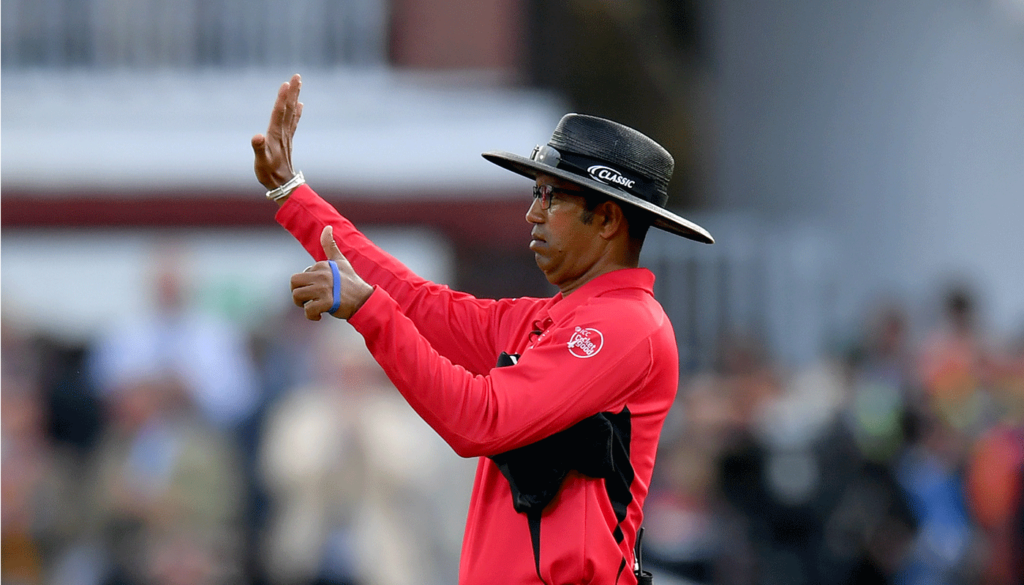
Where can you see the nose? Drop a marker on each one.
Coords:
(535, 214)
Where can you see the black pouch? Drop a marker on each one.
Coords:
(596, 447)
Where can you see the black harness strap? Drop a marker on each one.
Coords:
(596, 447)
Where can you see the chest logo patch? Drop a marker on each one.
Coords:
(586, 342)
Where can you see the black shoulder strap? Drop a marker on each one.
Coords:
(597, 447)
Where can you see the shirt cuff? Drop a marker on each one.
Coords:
(366, 317)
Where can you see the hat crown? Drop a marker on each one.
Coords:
(617, 145)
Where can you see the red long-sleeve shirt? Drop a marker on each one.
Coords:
(606, 346)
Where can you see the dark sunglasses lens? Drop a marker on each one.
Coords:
(544, 194)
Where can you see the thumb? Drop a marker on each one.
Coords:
(330, 246)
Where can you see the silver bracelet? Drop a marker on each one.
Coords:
(287, 189)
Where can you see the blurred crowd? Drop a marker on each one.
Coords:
(177, 448)
(898, 459)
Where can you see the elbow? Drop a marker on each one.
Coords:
(465, 449)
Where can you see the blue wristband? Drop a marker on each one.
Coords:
(337, 286)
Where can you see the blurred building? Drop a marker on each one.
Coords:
(837, 152)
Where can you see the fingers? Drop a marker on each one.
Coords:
(312, 289)
(287, 109)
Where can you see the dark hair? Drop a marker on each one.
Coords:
(639, 221)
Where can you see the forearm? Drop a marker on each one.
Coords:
(460, 326)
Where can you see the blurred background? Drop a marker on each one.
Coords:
(852, 347)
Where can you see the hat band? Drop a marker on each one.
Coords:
(600, 171)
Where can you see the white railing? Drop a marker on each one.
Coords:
(187, 34)
(775, 282)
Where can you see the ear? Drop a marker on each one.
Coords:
(611, 219)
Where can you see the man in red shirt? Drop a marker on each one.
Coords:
(561, 399)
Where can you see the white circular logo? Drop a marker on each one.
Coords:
(586, 342)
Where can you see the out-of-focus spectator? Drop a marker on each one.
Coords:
(206, 354)
(26, 464)
(363, 491)
(955, 366)
(882, 385)
(168, 489)
(995, 478)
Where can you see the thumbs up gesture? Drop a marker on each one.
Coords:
(331, 286)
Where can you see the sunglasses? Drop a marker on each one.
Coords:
(545, 193)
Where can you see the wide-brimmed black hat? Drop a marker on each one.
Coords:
(610, 159)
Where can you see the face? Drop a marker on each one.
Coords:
(566, 250)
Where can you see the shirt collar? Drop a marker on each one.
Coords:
(615, 280)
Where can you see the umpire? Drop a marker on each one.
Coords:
(562, 399)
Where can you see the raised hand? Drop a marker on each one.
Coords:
(273, 150)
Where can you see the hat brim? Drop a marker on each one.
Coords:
(662, 218)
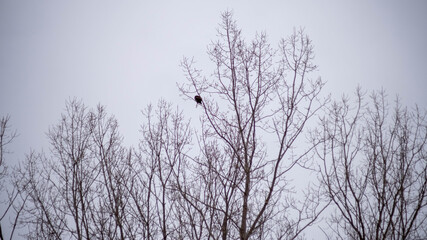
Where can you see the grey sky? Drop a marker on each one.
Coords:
(126, 54)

+++

(ACTIVITY)
Output everything in the material exactly. Pictures stay out of it.

(ANSWER FOR THIS EXERCISE)
Where can you see the nose? Drop a marker on each one.
Coords:
(535, 214)
Where can you see the black pouch? Drop a marker on each one.
Coords:
(596, 447)
Where can you see the black harness strap? Drop a marker on each one.
Coords:
(596, 447)
Where can you see the chest logo patch? Drop a marker on each one.
Coords:
(586, 342)
Where can you see the black shoulder strap? Drop a marker on each one.
Coords:
(597, 447)
Where can you see the shirt cuff? Drop a marker on each one.
Coords:
(366, 317)
Where can you see the hat crown? Drop a marker on each one.
Coords:
(617, 145)
Where can you see the red long-sleeve shirt? Drop a marker on each one.
Coords:
(606, 346)
Where can you see the dark sunglasses lens? Drop a marker on each one.
Coords:
(544, 194)
Where can you see the thumb? Drop a marker on each one.
Coords:
(330, 246)
Where can you see the silver bracelet? Drop a marker on each one.
Coords:
(287, 189)
Where can you see the blurred crowd? Drop a marker on each one.
Coords:
(177, 448)
(898, 459)
Where can you see the elbow? Drop a marker on each one.
Coords:
(465, 449)
Where can you see the blue wristband? Drop a marker on each one.
Coords:
(337, 286)
Where can you see the blurred building? Drop a marker on each one.
Coords:
(837, 152)
Where can you see the fingers? Drop a marker on each one.
Coords:
(312, 289)
(287, 109)
Where can you see the dark hair? Drop a marker on each one.
Coords:
(639, 221)
Where can you see the forearm? Drop a marker on each one.
Coords:
(460, 326)
Where can you see the blurred background? Drop a marker on each one.
Coords:
(852, 347)
Where can you see the hat band? Drop a marker on each one.
Coords:
(600, 171)
Where can you see the white railing? Drop a marker on each one.
Coords:
(187, 34)
(775, 282)
Where can you see the ear? Drop a marker on each one.
Coords:
(611, 219)
Where can you see the man in red shirt? Drop a marker on each one.
Coords:
(561, 399)
Where can you see the white circular logo? Drop a marker on each one.
Coords:
(586, 342)
Where can you see the out-of-focus spectator? Drop a marker on each one.
Coords:
(206, 354)
(26, 464)
(363, 491)
(955, 366)
(882, 385)
(168, 489)
(995, 478)
Where can you see the thumbs up gesture? Drop a marker on each one.
Coords:
(331, 286)
Where can you see the sunglasses? Drop a marker on each one.
Coords:
(545, 193)
Where can you see the wide-brimmed black hat? Drop a marker on each one.
Coords:
(610, 159)
Where can you see the face? Drop a marker on each one.
Coords:
(566, 250)
Where can you see the shirt collar? Drop a marker on each one.
Coords:
(615, 280)
Where can you see the umpire? Drop a marker on each one.
Coords:
(562, 399)
Where can you see the raised hand? Drop a marker on each one.
Coords:
(273, 150)
Where can you see the hat brim? Drop a marker on each one.
Coords:
(662, 218)
Where can you see the grey sky? Drop a marker on each one.
Coords:
(126, 54)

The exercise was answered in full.